## What to produce
Copy all of the entries below word for word, leaving out the pictures.

## Task material
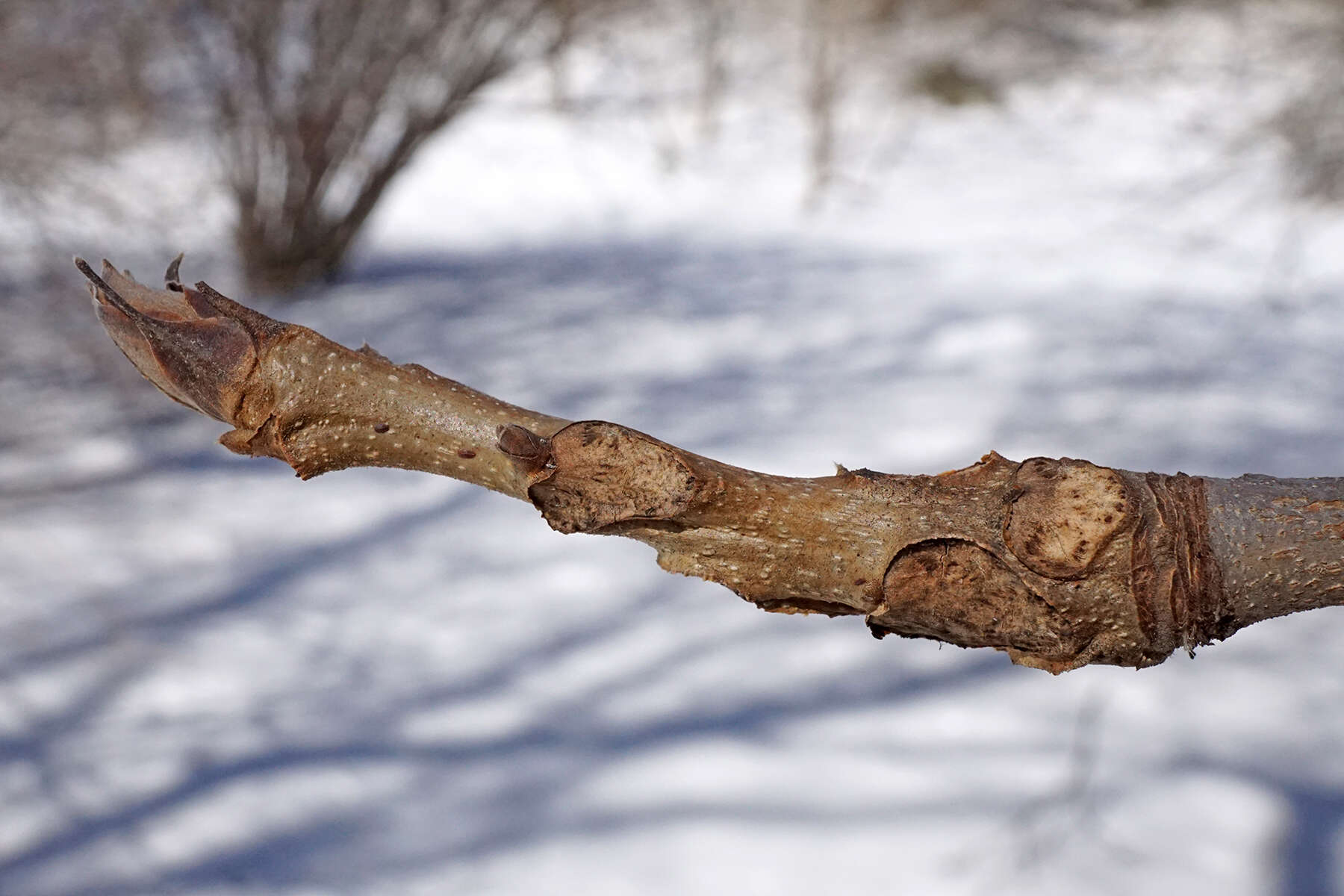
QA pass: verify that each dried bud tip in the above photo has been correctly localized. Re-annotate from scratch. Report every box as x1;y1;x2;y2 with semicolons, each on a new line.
164;252;185;291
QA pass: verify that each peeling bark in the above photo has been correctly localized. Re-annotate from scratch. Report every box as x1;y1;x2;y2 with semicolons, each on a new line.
77;259;1344;673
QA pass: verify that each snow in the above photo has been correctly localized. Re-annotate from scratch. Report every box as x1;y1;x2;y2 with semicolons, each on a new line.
0;12;1344;896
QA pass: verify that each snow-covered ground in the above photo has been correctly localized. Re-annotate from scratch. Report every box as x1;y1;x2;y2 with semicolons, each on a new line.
0;12;1344;896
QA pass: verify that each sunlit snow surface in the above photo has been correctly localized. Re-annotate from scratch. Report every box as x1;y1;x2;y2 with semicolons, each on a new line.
0;21;1344;896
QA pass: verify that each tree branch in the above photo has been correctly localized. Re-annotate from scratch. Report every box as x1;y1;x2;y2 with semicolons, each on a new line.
75;259;1344;673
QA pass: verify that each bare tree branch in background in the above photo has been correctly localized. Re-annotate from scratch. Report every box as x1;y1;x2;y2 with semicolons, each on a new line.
75;259;1344;673
176;0;605;290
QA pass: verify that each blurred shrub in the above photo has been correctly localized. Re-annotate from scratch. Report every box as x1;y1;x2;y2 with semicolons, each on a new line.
175;0;610;291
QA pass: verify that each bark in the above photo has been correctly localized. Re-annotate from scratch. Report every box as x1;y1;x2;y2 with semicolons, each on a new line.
77;259;1344;673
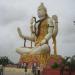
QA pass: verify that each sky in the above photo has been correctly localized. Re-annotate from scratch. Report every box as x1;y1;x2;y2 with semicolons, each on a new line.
0;0;75;62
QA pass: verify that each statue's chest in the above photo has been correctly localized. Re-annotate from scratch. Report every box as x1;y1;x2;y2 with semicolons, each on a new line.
39;20;48;34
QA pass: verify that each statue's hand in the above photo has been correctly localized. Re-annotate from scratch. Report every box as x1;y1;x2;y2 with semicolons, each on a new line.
17;27;23;37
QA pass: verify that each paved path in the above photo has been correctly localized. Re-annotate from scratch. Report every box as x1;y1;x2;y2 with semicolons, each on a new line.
3;67;33;75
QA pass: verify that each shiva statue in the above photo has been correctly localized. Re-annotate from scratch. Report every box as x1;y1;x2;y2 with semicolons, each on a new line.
16;3;58;66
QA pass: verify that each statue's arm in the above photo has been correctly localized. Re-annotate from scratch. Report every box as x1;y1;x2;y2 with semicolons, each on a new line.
41;19;54;44
17;27;35;41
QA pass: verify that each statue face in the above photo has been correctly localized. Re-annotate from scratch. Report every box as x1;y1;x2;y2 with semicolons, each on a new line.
37;8;46;19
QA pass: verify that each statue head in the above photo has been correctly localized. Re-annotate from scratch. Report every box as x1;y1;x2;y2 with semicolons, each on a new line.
37;3;47;19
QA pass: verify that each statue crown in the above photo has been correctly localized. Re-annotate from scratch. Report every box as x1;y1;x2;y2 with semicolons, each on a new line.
38;3;47;11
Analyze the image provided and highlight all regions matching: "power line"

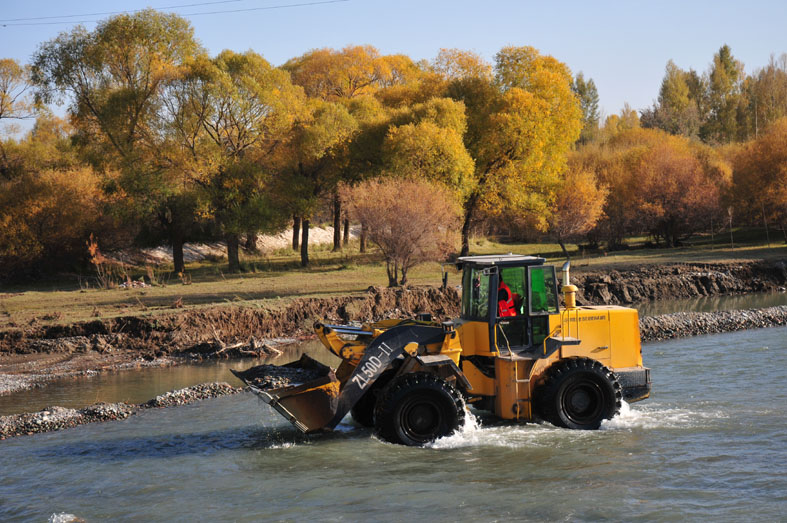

## Solution to the exercise
QA pass: verify that each dried bud tip in the above photo has been correctly localized. Re-annotate from scratch. Report every box as x1;y1;x2;y2 with semicolons, each on a new line.
164;252;185;291
QA pass: verify that each peeling bark in the above photo has been correctly localized. Re-annotate from scratch. Report every box as x1;y1;x2;y2 with semicolons, each on a new line.
77;259;1344;673
QA pass: verify that each snow in the above photo has been correctly localized. Re-annotate from scratch. Report every box as x1;y1;x2;y2 with semicolons, each on a new line.
0;12;1344;896
QA pass: verify that each snow-covered ground in the above photo has been correctly localized. Re-annotate from scratch. Report every box as x1;y1;x2;y2 with semicolons, each on a new line.
0;12;1344;896
QA pass: verify that each sunlit snow surface in the above photo has been correctly localized. Re-annotate from scratch. Report every box as x1;y1;x2;y2 with semicolons, each on a new line.
0;21;1344;896
QA pass: verify that each tree branch in the above photo has been correctly localized. Re-annotate from scratch. Report every box as x1;y1;x2;y2 with semicolons, each on a new line.
75;259;1344;673
QA pass: verify that each bare tree branch in background in the above photo has been correctly localized. Re-annotate from scratch. Report every box as x1;y1;x2;y2 with semicolons, each on a new line.
75;259;1344;673
176;0;605;290
QA pass: verify that each blurred shrub in the above photo has been correctly localized. Re-annotate from scratch. Report every box as x1;y1;x2;y2 with semicolons, each on a new line.
175;0;610;291
QA pass: verify that each bark in the above photo has been correctly localized. Re-annotate from scratch. Report every box as x1;y1;x2;y2 with semicolons, each on a new line.
77;259;1344;673
QA pass: verify that each sky in the above photo has been correctly localized. Re-annotate from scratch. Report every box as x1;y1;x2;y2 with semicolons, each on a new line.
0;0;75;62
QA pass: verify that each statue's chest in the above photo has been correctly localized. Re-annotate from scratch. Report every box as x1;y1;x2;y2 with semicolons, each on a new line.
39;20;48;34
QA pass: verify that each statue's hand in the above photo has been correctly localized. Re-annotate from scratch. Report every box as x1;y1;x2;y2 with semicolons, each on a new line.
17;27;23;37
QA pass: verify that each paved path in the above photo has been correctly localized. Re-annotate from scratch. Report every box as x1;y1;x2;y2 with semicolons, each on a new line.
3;67;33;75
QA pass: verify that each shiva statue in the above photo has been correctly localized. Re-annotate from scratch. Report every box as x1;y1;x2;y2 with semicolons, each on a new line.
16;3;58;66
QA pass: verify that each statue's arm in the above photo has been correctly localized. Re-annotate from scratch. Report every box as x1;y1;x2;y2 with semicolons, each on a new line.
41;19;54;44
17;27;35;41
QA pass: verify that each statue face in the above photo has been correctly localized. Re-annotate from scratch. Report every box as x1;y1;x2;y2 with semicolons, each on a new line.
37;8;46;19
QA pass: verify that each statue head in the above photo has been correctly localized. Re-annotate from scratch. Report every box as x1;y1;x2;y2 with semicolons, each on a new line.
37;3;47;19
QA pass: verify that each statue crown in the above photo has been correctly localized. Re-annotate from scratch. Report every box as x1;y1;x2;y2 with semicolons, each on a new line.
38;3;47;11
Analyze the image provided and highlight all regions matching: "power line"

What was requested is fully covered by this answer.